■ What needs to be done: What is needed is a verbatim copy of every record below, with the pictures left out.

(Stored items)
-- Opening Marker --

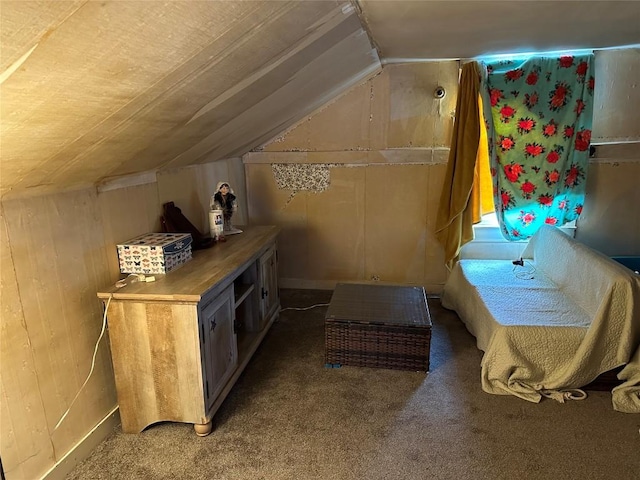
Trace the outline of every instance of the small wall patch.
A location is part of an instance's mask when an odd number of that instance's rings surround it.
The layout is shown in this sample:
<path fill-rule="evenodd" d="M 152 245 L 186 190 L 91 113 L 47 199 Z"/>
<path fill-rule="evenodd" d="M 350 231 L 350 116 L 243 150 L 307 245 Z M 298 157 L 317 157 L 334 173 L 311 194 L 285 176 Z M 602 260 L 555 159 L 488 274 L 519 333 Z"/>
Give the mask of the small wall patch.
<path fill-rule="evenodd" d="M 324 192 L 331 184 L 328 163 L 272 163 L 271 171 L 280 190 Z"/>

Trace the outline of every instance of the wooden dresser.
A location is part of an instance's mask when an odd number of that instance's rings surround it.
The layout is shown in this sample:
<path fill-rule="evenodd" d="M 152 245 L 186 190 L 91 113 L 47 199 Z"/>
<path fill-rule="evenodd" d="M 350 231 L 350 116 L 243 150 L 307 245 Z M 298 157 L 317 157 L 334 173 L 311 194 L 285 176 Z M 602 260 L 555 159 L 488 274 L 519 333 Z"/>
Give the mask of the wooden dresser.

-- Closing Marker --

■ Solution for this task:
Trace the outline of every instance of the small wall patch.
A location is part of an instance's mask when an odd number of that instance's rings surround it.
The layout is shown in this sample:
<path fill-rule="evenodd" d="M 152 245 L 186 190 L 91 113 L 47 199 Z"/>
<path fill-rule="evenodd" d="M 350 231 L 350 116 L 243 150 L 307 245 Z M 298 157 L 317 157 L 334 173 L 311 194 L 285 176 Z M 602 260 L 555 159 L 488 274 L 519 333 Z"/>
Give the mask of the small wall patch.
<path fill-rule="evenodd" d="M 324 192 L 331 184 L 328 163 L 272 163 L 271 171 L 280 190 Z"/>

Trace the outline of every instance of the wooden dresser.
A location is part of an instance's mask when an odd number of that instance's rings surround it.
The layout is shown in this sample:
<path fill-rule="evenodd" d="M 152 245 L 186 190 L 91 113 L 47 199 Z"/>
<path fill-rule="evenodd" d="M 350 231 L 350 116 L 243 150 L 307 245 Z M 298 157 L 317 157 L 334 173 L 311 194 L 285 176 Z M 602 260 L 555 159 L 488 274 L 519 333 Z"/>
Give the mask of the wooden dresser.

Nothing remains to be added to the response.